▸ **Problem set**:
**a.** In the text about dating ratings, list the rating numbers given in the paragraph that begins "Men broadly rate women".
**b.** Please explain, using the text about dating ratings, why 25% of women's available pool of potential mates disappears as they age from 20 to 30.

Men broadly rate women on something closely resembling a perfect distribution. A few 9's and 10's and 1's and 2's. A lot in the middle.
Compare that to how women rate men.
Yikes! There are a lot of guys walking around thinking they are an 8 or 9 when women see them as a 2 or 3. Women are clearly not from Lake Woebegon. They see almost all men as being below average.
Research in the past has suggested that the dominant risk for women has historically not been selecting a too low quality mate but the risk of not settling for an adequate mate and ending up alone. Looking at the chart above shows why that can be a substantial risk for women based on how they rate men. In their eyes, there don't seem to be many that measure up.
The thesis suggests online dating should make it easier for women to not have to settle. The pool of men is much bigger for them to explore. The author of the thesis also believes that is the reason why the males at the bottom of the 18-30 age range are not getting any action. In economic terms, these guys have effectively been disproportionately "priced out of the market". There are no takers for what they have to offer. Why would a woman take a chance on a lower tier guy when it is much easier to just keep looking online?
However, all is not lost for these guys on the bottom rung. Age will eventually work in their favor.
Women aged 18-25 are the effective “price setters” of the market and are able to select at will from the available inventory of males aged 18-60. Generally, women will only date older and men will only date younger. Thus, as women age from 20 to 30 years of age, 25% of the available inventory of potential mates evaporates.
In addition to this, the rates of partnership for both genders is fastest between 20 and 35, going from 50% to 90%. This means that as female market participants move from age 20 to age 35 their available inventory to select from may shrink to a small minority of the original pool. Male market participants face a virtually unchanged opportunity set, if not an increasing pool of opportunities.
This generally means that between the ages 30-35 both men and women today have reached the point that it is time to place their long-term bets on a mate.
Between ages 30 and 35, both male and female cohorts are highly predisposed to forming long term partnerships due to visibly shrinking opportunity sets from the female perspective and general exhaustion and expectation rationalizations from the male perspective.

Items listed in a dataset
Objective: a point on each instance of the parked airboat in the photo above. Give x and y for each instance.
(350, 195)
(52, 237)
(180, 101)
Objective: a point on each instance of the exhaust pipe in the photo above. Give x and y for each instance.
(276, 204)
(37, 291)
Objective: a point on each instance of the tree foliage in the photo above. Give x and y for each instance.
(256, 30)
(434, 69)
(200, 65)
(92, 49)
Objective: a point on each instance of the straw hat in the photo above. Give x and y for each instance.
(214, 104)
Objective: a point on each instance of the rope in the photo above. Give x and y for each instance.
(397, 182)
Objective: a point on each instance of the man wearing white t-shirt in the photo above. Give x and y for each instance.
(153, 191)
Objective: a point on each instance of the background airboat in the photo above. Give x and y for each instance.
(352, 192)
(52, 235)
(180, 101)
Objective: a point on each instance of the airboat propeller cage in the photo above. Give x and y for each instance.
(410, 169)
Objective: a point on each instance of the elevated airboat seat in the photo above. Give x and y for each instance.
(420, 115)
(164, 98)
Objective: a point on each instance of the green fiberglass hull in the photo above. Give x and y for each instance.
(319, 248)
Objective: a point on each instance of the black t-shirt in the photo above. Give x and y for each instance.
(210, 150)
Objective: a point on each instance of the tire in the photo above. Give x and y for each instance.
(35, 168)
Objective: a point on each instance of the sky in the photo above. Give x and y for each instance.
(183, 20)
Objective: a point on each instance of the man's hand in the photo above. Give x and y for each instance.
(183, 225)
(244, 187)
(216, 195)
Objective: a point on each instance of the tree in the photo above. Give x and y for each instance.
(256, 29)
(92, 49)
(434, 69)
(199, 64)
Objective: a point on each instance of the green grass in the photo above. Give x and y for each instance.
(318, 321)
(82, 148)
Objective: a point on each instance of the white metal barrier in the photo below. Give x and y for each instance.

* * *

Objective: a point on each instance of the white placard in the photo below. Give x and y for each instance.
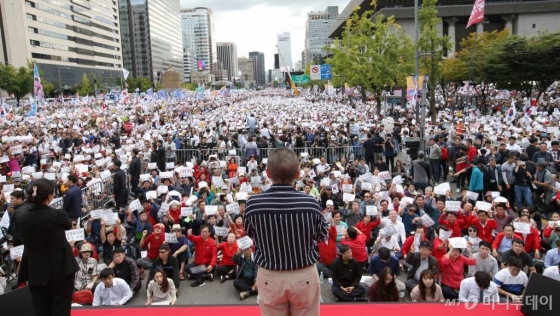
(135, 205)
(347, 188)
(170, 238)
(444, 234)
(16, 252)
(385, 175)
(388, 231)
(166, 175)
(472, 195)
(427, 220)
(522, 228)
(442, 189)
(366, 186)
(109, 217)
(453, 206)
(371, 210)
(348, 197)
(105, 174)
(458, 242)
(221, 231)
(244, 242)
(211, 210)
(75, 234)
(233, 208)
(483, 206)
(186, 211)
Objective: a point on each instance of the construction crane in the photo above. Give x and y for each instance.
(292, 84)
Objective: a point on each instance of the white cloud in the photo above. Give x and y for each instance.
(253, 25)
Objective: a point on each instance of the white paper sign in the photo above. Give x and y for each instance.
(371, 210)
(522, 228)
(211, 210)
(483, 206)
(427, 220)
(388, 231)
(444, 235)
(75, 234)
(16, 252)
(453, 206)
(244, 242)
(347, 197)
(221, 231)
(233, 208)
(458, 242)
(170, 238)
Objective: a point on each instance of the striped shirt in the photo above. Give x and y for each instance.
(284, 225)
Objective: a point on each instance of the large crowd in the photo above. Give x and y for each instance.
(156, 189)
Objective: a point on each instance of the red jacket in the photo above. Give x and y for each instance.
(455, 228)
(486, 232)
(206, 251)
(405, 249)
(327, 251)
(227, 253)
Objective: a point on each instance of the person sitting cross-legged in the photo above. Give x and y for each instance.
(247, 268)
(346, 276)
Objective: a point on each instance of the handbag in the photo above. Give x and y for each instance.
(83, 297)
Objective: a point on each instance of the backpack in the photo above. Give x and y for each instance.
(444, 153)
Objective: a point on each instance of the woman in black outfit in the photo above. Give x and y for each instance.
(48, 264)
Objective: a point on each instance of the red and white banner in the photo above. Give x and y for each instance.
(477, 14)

▸ **Solutions per task**:
**a.** 9, 10, 1, 2

**b.** Women generally date only older men, and men generally date only younger women. So as women age from 20 to 30, a quarter of the men they could select from drop out of their available inventory.